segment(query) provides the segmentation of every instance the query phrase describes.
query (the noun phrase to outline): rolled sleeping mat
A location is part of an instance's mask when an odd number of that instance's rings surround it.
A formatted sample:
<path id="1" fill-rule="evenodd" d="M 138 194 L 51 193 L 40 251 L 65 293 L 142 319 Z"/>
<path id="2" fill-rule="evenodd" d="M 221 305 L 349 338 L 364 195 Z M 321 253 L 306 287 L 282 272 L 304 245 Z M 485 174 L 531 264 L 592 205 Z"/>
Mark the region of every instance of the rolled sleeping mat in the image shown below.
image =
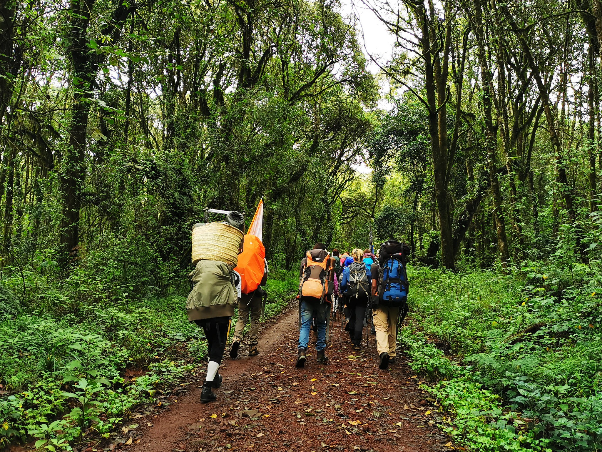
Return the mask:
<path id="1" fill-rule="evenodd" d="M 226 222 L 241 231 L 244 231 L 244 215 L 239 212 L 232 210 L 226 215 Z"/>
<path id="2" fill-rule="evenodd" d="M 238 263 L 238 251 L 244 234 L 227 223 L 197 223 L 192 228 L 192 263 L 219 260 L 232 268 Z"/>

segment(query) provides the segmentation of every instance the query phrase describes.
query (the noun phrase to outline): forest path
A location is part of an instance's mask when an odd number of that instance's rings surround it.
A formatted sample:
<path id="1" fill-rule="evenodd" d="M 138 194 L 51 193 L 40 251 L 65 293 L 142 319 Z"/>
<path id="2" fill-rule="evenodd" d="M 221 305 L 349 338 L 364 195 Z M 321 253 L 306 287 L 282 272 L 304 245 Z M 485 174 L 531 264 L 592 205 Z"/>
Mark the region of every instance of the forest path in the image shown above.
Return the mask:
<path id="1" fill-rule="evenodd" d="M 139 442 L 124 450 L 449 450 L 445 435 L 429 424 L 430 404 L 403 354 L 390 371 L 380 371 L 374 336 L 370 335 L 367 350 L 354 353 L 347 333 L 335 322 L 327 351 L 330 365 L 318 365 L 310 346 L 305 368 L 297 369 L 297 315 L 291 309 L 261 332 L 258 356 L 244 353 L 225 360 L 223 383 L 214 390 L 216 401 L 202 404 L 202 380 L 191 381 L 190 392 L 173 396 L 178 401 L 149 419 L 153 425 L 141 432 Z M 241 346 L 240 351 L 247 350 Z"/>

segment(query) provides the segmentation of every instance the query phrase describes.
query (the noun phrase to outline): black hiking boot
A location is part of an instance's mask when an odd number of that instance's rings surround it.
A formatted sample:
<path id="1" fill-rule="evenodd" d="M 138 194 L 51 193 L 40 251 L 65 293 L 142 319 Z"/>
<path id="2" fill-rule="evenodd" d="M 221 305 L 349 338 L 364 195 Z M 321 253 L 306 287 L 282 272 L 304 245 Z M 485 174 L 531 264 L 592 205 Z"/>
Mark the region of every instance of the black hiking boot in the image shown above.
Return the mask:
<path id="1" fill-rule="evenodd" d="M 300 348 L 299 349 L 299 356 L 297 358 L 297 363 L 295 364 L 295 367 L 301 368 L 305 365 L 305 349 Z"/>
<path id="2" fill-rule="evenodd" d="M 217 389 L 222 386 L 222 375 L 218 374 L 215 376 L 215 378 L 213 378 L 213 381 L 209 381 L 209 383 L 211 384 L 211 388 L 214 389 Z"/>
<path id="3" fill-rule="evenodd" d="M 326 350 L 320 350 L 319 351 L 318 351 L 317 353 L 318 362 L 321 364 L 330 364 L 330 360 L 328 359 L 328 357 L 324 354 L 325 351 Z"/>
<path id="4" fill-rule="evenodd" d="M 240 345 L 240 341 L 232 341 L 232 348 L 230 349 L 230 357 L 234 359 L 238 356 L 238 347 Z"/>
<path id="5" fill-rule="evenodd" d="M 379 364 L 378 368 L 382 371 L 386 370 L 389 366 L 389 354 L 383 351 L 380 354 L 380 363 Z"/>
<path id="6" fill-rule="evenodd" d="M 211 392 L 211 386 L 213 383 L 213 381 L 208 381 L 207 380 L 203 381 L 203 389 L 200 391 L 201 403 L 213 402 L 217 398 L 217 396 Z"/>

---

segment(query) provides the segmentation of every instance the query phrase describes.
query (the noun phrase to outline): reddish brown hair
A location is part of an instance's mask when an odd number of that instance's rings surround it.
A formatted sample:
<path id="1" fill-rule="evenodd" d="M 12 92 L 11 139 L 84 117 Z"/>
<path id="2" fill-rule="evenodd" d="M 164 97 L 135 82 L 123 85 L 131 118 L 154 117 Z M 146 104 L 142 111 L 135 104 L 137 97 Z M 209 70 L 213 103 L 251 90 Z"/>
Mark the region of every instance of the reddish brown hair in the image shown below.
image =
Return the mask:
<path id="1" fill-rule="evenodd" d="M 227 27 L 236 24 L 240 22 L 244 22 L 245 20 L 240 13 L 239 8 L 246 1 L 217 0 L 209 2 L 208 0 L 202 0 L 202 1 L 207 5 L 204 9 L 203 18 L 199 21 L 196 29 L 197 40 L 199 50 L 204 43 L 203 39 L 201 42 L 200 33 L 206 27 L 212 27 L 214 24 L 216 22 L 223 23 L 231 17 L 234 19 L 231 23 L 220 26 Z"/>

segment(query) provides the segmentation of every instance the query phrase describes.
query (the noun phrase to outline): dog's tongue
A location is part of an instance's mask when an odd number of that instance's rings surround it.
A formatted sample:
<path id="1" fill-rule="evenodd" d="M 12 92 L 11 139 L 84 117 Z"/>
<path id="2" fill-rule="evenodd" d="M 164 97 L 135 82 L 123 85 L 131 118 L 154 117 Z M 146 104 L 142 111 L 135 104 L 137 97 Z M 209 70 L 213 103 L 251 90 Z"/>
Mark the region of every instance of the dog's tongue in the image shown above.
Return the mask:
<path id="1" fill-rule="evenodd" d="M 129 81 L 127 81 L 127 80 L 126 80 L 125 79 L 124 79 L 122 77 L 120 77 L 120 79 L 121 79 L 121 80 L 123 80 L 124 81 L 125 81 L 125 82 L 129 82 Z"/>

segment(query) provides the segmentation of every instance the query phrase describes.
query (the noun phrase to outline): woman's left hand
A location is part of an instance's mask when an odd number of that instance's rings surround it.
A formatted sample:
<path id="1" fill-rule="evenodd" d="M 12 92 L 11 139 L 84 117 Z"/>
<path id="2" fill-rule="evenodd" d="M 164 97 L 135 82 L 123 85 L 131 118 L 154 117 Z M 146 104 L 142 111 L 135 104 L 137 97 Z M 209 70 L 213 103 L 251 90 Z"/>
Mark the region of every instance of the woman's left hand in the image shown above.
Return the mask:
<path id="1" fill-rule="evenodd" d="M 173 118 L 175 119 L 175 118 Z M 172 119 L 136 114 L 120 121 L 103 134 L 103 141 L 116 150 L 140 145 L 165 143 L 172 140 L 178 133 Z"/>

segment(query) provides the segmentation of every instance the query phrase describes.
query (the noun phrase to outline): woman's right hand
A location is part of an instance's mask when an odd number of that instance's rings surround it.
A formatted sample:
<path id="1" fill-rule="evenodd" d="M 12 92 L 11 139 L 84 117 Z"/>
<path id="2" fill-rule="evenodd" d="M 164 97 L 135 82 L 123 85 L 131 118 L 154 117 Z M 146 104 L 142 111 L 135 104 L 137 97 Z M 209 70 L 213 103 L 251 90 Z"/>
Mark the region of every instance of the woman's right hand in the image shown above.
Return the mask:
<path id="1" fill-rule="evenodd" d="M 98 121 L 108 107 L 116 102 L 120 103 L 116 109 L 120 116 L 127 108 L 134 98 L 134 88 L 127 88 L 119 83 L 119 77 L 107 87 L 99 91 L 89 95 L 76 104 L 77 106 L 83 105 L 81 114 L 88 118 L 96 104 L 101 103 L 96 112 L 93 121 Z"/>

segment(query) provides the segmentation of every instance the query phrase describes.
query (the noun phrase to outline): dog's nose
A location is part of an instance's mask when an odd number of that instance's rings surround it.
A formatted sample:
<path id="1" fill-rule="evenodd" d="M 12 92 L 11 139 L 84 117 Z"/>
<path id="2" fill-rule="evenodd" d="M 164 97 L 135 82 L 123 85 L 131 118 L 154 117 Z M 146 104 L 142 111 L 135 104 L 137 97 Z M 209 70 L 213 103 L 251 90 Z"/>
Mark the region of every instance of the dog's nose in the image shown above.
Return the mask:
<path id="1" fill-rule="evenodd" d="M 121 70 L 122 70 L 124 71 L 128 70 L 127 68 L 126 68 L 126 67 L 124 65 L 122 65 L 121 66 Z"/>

...

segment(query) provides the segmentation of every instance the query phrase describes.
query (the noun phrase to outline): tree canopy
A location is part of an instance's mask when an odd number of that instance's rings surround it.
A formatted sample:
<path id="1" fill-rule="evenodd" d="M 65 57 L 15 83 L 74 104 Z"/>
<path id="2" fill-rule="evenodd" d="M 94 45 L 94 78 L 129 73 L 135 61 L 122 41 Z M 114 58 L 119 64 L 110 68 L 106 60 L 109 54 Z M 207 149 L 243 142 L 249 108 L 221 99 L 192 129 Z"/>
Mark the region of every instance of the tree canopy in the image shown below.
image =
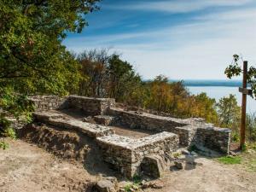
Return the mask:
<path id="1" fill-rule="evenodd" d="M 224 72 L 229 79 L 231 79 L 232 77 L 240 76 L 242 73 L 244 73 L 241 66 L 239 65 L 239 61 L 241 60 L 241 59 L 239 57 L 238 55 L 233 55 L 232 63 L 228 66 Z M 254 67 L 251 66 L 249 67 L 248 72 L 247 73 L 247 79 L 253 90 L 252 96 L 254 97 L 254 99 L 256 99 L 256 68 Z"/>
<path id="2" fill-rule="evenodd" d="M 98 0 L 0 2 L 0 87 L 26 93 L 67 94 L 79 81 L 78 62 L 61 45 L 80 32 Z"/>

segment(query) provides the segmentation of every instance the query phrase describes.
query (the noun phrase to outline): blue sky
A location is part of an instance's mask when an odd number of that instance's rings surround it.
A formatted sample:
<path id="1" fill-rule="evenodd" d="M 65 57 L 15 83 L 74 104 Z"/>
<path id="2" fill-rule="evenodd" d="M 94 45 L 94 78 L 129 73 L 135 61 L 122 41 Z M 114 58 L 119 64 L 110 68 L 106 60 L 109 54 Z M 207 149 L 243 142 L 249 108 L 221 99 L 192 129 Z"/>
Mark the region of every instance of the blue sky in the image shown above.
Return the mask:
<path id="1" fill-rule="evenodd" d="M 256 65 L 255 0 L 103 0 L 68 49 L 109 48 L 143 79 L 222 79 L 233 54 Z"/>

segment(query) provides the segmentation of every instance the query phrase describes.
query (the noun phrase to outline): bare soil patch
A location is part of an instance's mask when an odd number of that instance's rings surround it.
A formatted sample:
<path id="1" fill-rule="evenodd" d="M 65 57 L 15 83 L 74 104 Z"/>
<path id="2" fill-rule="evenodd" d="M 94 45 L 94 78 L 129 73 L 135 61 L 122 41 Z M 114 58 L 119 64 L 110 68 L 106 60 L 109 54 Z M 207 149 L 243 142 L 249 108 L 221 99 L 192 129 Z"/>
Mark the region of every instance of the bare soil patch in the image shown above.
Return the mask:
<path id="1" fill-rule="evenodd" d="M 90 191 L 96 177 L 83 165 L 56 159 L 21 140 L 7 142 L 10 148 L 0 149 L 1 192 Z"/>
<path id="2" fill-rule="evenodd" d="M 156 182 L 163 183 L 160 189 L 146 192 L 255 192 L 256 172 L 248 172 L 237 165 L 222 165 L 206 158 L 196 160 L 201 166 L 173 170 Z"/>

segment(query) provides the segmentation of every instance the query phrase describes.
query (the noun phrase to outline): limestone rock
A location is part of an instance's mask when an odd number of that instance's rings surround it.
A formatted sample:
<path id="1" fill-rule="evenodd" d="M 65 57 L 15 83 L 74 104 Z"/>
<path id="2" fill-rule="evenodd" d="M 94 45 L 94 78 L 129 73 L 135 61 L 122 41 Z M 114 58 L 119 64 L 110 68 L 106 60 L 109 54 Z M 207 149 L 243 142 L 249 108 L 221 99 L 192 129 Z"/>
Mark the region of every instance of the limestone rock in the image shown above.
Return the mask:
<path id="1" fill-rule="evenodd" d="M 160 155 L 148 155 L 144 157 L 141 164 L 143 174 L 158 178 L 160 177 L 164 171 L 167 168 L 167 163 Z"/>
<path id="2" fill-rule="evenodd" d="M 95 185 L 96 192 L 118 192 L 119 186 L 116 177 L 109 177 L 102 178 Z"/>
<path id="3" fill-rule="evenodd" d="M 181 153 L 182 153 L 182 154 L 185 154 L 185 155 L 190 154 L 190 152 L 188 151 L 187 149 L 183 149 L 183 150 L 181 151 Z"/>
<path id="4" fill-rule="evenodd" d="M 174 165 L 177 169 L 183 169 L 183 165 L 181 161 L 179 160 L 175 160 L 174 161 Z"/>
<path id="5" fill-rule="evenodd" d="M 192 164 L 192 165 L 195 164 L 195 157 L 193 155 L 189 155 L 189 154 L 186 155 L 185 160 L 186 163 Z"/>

Task -
Copy out each line of the records above that contains the string "left". Case counts.

Answer for the task -
query (the noun phrase to outline): woman's left hand
Mark the region of every instance of the woman's left hand in the image shown above.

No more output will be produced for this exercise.